#### Exercise instructions:
Each line from the one with "686L435 712L423 714L420" through the last line of the records must be output exactly, both ends included.

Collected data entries

========

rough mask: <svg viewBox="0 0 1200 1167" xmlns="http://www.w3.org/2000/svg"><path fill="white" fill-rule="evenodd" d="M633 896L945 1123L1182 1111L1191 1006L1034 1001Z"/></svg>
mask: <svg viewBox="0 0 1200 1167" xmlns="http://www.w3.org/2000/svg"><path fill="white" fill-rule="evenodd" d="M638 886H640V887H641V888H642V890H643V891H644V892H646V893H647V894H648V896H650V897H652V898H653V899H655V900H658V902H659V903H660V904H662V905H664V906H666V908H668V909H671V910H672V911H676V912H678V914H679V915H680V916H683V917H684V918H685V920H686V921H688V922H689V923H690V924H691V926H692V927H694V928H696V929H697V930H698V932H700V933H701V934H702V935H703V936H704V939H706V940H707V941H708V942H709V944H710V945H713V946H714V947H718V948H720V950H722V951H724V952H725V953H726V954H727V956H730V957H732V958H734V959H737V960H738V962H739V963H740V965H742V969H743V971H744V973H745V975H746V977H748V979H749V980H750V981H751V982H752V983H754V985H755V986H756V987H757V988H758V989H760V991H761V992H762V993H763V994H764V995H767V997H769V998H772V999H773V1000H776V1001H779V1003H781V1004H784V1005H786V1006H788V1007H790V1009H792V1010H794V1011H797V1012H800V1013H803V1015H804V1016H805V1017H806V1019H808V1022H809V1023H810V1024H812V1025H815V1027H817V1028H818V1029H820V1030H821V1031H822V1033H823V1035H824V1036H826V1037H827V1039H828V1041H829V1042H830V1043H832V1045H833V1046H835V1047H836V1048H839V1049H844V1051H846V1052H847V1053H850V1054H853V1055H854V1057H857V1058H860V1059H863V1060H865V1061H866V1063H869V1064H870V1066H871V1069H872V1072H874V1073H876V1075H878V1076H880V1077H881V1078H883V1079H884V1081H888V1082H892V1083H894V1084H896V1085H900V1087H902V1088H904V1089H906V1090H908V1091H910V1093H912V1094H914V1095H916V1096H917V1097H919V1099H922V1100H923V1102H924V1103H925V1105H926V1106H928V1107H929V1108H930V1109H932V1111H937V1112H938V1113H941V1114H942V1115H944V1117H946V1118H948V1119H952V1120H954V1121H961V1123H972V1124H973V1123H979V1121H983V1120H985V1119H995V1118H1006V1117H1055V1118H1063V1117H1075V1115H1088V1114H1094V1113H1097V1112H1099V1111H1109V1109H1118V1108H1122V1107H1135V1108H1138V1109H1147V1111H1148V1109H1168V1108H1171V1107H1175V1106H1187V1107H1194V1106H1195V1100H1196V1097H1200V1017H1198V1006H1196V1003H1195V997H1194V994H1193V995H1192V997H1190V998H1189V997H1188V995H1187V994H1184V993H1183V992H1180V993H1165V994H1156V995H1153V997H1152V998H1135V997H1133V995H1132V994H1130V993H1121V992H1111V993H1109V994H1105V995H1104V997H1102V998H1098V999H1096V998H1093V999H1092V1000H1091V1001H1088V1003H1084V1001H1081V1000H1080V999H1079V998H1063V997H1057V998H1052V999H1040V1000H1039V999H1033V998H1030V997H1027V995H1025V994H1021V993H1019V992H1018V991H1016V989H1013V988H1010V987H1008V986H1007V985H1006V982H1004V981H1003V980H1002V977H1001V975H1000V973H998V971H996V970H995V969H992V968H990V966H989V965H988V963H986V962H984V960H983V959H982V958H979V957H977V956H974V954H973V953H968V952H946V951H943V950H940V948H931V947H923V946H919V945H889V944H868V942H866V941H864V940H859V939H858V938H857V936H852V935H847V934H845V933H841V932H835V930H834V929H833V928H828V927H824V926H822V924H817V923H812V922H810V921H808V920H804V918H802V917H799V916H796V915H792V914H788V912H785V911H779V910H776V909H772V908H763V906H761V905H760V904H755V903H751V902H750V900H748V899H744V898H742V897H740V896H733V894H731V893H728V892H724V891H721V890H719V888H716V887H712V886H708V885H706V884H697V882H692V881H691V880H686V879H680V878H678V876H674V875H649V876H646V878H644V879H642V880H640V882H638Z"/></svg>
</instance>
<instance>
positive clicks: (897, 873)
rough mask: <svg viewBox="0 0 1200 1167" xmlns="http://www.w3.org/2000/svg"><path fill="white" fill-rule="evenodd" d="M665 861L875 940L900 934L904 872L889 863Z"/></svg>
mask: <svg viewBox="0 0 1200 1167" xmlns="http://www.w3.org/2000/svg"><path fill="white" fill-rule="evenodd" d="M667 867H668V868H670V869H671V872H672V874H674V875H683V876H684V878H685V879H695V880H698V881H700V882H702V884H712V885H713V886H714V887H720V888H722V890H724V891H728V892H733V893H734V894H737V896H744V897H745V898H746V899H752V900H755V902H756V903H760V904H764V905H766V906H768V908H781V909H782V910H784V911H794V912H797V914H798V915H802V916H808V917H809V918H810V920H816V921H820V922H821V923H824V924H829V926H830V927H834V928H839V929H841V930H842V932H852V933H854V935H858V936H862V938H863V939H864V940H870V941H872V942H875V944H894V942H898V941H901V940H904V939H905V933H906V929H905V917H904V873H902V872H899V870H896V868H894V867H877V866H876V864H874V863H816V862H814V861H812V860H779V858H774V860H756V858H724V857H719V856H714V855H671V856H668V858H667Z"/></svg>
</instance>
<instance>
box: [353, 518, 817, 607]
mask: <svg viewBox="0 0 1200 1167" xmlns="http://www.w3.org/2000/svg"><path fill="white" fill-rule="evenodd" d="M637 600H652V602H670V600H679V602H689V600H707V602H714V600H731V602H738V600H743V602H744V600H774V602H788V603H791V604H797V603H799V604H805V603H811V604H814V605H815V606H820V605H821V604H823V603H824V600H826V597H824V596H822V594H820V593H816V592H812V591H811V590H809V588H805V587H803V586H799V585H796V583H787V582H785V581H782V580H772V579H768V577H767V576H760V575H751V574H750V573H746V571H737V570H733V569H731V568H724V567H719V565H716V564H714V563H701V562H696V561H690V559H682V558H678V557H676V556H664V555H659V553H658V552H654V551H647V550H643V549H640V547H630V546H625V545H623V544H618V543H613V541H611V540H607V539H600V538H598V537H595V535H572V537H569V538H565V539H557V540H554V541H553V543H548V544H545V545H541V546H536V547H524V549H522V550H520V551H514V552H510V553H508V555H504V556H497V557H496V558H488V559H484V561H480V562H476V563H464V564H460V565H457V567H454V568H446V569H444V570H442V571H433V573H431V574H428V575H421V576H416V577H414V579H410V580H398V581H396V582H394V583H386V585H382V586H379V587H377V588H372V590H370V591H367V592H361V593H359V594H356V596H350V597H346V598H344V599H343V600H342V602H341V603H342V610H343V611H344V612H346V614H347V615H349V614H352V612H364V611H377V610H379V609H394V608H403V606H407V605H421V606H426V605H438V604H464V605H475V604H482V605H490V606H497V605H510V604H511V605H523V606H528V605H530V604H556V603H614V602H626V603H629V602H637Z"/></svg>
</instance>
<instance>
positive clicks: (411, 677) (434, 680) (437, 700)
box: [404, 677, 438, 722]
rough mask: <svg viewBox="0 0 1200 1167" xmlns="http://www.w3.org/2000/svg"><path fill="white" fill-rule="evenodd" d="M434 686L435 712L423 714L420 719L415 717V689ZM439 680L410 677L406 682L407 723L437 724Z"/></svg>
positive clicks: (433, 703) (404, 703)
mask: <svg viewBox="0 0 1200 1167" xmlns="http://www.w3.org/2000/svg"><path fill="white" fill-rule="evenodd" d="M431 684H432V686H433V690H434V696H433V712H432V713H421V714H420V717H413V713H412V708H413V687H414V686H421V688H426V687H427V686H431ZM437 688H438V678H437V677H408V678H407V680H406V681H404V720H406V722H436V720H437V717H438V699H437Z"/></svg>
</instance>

========

#### Exercise output:
rough mask: <svg viewBox="0 0 1200 1167" xmlns="http://www.w3.org/2000/svg"><path fill="white" fill-rule="evenodd" d="M434 686L435 712L423 714L420 719L415 717V689ZM439 680L410 677L406 682L407 723L437 724Z"/></svg>
positive clicks: (433, 703) (404, 703)
mask: <svg viewBox="0 0 1200 1167" xmlns="http://www.w3.org/2000/svg"><path fill="white" fill-rule="evenodd" d="M431 684H432V686H433V690H434V696H433V712H432V713H421V714H420V717H413V713H412V708H413V687H414V686H421V688H426V687H427V686H431ZM437 688H438V678H437V677H408V678H407V680H406V681H404V720H406V722H436V720H437V717H438V699H437Z"/></svg>
</instance>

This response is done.